[Opening RECORDS FOR THIS EXERCISE section]

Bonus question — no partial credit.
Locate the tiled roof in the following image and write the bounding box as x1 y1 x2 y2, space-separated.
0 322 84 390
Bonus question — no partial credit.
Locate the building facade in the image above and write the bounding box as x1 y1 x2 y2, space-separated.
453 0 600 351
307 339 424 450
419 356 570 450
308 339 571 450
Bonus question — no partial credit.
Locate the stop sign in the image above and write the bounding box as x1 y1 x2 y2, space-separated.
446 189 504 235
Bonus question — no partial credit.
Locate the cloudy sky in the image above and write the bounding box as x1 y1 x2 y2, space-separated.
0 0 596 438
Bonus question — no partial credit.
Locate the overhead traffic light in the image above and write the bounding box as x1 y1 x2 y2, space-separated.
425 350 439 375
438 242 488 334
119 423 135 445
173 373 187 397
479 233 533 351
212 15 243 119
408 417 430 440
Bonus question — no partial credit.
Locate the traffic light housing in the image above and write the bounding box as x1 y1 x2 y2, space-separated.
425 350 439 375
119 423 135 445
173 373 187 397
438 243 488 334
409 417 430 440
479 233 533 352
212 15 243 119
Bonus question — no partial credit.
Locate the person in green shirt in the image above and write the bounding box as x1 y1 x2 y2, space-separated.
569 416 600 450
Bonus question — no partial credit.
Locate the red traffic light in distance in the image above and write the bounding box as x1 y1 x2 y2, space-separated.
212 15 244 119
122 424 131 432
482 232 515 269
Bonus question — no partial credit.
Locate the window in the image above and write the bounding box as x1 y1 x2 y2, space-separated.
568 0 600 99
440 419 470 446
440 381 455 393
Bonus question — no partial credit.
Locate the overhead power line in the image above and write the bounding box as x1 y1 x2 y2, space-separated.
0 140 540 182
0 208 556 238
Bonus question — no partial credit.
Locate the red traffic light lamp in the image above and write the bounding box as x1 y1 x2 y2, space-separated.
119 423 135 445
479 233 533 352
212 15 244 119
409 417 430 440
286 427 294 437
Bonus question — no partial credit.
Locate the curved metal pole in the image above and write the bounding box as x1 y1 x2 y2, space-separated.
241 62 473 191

[Closing RECORDS FOR THIS EXERCISE section]

An exact copy of all the records is the only acceptable answer.

Bonus question — no partial credit.
Locate the tiled roof in the following image and write the bounding box as x1 y1 x2 y2, space-separated.
0 322 84 390
Bonus question — no partial credit.
Locate the building facade in the image above and write the bounding box as x1 y1 x2 y2, space-separated.
453 0 600 351
307 339 424 450
419 356 570 450
308 339 571 450
Bonus question — no partial credit.
Locate the stop sign in the image above and write the bounding box as x1 y1 x2 y2, space-separated.
446 189 504 235
Bonus question — no partial credit.
Locate the cloudy sky in the image above and write the bounding box as x1 y1 x2 y2, space-separated.
0 0 596 438
Bonus question — no partial credit.
Locate the overhead traffic light in the image above and write the bounding box as x1 y1 x2 y2, space-separated.
425 350 439 375
438 242 488 334
119 423 135 445
173 373 187 397
479 233 533 351
212 15 243 119
408 417 430 440
Bonus question — no partial credit.
Locate the traffic light housing in the image above and write the bounding box as x1 y1 x2 y2, space-separated.
425 350 439 375
119 423 135 445
173 373 187 397
438 243 488 334
409 417 430 440
479 233 533 352
212 15 243 119
Bonus question — no partial credit.
Locate the person in green shirt in the image above and write the bounding box as x1 y1 x2 y2, space-separated.
569 416 600 450
Bonus question — no partial credit.
Locate the red traffic light in distance in the image above and write the bounding box as x1 y1 x2 y2, space-separated.
212 15 244 119
122 424 131 432
482 232 515 269
Bonus question — no partial credit.
Locate the window in the image above and write the bounding box as x1 y1 x2 y2, space-separated.
568 0 600 99
440 419 470 446
440 381 455 393
Bonus question — no partial credit.
Locate the overhead power line in the image above and write the bounding box as x1 y1 x2 y2, space-separated.
0 140 540 182
0 208 556 238
Bonus question — no partial credit.
Locate the red traffic light lamp in the image above and write the bounding box as x1 y1 x2 y2, space-separated.
119 423 135 445
479 233 533 352
212 15 244 119
409 417 430 440
286 427 294 437
Bonus question — no partial credit.
Locate the curved metal pole in the image above and write the bounding box as x1 y1 x2 y2, space-separated.
241 62 473 191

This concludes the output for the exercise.